- **Activity**: Using the material that follows, identify and copy each line with the string "white".

- **Dataset**:
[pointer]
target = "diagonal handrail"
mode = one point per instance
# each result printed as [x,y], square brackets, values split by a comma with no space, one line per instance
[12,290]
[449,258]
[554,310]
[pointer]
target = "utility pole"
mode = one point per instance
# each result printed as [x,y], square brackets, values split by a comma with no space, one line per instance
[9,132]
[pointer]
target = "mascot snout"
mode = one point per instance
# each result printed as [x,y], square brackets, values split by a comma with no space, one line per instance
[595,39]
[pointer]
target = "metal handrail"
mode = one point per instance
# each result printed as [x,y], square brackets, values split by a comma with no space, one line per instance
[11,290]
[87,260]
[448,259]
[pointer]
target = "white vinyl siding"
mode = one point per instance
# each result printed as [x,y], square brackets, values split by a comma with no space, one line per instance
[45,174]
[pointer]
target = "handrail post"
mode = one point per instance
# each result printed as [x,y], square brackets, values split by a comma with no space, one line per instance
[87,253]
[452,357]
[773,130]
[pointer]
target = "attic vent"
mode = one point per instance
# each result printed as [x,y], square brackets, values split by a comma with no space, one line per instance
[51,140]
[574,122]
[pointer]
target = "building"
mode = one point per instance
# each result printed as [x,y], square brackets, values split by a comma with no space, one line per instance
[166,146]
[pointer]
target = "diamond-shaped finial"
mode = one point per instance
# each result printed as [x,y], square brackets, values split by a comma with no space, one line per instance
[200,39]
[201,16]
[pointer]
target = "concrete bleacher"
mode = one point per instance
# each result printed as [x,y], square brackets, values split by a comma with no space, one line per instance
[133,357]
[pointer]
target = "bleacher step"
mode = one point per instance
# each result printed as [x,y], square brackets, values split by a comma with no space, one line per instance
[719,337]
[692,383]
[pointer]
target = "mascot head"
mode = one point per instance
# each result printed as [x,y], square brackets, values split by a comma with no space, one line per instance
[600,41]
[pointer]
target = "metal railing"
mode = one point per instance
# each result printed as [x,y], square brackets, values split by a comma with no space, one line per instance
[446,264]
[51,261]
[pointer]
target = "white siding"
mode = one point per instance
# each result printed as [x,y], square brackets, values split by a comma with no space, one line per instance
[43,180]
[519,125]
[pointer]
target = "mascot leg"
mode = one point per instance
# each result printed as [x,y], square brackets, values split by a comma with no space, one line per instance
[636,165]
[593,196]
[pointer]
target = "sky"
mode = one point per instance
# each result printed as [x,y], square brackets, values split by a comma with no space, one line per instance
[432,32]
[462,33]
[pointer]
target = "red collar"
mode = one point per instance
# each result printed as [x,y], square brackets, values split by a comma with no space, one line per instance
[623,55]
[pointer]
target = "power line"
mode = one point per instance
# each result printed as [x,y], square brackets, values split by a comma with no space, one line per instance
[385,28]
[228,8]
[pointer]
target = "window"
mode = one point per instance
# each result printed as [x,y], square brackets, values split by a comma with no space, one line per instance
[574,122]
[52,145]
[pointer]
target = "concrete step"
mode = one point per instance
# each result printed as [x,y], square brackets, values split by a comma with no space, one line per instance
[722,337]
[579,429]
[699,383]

- **Result below**:
target = "white vinyl siding"
target = "white siding"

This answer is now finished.